Last updated: 6 March 2002

From: (Clay Sherrod)


Is your ETX telescope "SEXY?" Does it look like mine? When I first got my ETX 125 I vowed to NEVER hang every gadget on one end or the other. I wanted my telescope looking just like it did when I got it: shiny, blue with lines as sleek and smooth as a formula racing car.

You have to admit....they are a pretty sight when they are brand new! Face it, part of the reason that you BOUGHT the ETX is because....well, because it's "sexy."

Well in my case, eventually nature called (literally in this sense) and now my telescope weighs probably twice what it did when I got it, with nearly every spare inch of available space holding dearly to some do-dad that I simply COULD NOT go any longer without. I have finders on both sides of the eyepiece, clamps everywhere and cords going to God only knows where....

Now, on my once clean heavy duty tripod are power cords, inverters, converters, reverters and diverters (just kidding about the last two...please don't ask what they are, because I know you'll want one). I have plugs for AC and DC and power switches for every direct voltage from 1.5 to 18 volts. There are little light bulbs under the wedge so I can see where the telescope is going, on the pier and tripod so I can see where my accessories are going and even on the ground so I can see where I'M going!

Clay ETX

Amateur astronomers are a funny bunch. We think we have to have one of everything that shows up in some advertisement....we are sort-of a high-tech, brainy keep-up-with-the-Jones'-bunch.

I remember when I first logged onto Mike Weasner's ETX web site only to find a report from a nice fellow who had changed over to the Heavy Duty tripod for his ETX 125.....his wife told him it really looked "sexy," which made the guy really proud of the scope, and helped her by keeping him away from yet ANOTHER larger telescope. Perhaps that's what it's all about, performance....and sex appeal.

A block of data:
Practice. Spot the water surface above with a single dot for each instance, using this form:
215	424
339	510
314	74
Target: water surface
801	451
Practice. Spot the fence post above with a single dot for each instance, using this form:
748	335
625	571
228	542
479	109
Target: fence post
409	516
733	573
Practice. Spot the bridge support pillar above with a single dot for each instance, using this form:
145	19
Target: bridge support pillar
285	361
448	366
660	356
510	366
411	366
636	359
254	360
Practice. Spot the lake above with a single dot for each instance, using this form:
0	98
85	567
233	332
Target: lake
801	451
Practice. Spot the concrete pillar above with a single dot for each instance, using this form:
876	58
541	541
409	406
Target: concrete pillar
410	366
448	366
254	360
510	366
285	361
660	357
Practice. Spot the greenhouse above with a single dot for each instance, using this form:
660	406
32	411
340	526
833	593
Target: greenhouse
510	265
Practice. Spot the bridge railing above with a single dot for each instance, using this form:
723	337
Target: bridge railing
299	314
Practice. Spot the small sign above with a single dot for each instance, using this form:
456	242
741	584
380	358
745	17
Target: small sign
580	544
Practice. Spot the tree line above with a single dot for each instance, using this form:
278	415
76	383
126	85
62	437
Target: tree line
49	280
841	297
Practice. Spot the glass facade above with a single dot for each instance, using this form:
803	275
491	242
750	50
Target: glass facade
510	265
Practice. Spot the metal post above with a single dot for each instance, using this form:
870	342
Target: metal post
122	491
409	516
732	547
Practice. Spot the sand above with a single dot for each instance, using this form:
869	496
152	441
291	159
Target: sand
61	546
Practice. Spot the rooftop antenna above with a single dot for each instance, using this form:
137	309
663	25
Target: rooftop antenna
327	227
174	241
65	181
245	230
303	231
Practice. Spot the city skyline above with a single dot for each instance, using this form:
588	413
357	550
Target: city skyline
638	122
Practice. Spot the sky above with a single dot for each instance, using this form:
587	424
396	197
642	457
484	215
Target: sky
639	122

DIRECTIVE 1>
Answer these questions about the ETX telescope article:
(a) Which ETX model did the writer first get?
(b) What range of direct voltages do the writer's power switches cover?
(c) What did the fellow in the report on Mike Weasner's web site change over to for his ETX 125?
DIRECTIVE 2>
Rewrite the entries from the line containing "Practice. Spot the small" through the last line of the entries, with the requests included and 103 added to every coordinate in the answers.

WRITTEN RESPONSE 1>
(a) The ETX 125.
(b) From 1.5 to 18 volts.
(c) The Heavy Duty tripod.

WRITTEN RESPONSE 2>
Practice. Spot the small sign above with a single dot for each instance, using this form:
456	242
741	584
380	358
745	17
Target: small sign
683	647
Practice. Spot the tree line above with a single dot for each instance, using this form:
278	415
76	383
126	85
62	437
Target: tree line
152	383
944	400
Practice. Spot the glass facade above with a single dot for each instance, using this form:
803	275
491	242
750	50
Target: glass facade
613	368
Practice. Spot the metal post above with a single dot for each instance, using this form:
870	342
Target: metal post
225	594
512	619
835	650
Practice. Spot the sand above with a single dot for each instance, using this form:
869	496
152	441
291	159
Target: sand
164	649
Practice. Spot the rooftop antenna above with a single dot for each instance, using this form:
137	309
663	25
Target: rooftop antenna
430	330
277	344
168	284
348	333
406	334
Practice. Spot the city skyline above with a single dot for each instance, using this form:
588	413
357	550
Target: city skyline
741	225
Practice. Spot the sky above with a single dot for each instance, using this form:
587	424
396	197
642	457
484	215
Target: sky
742	225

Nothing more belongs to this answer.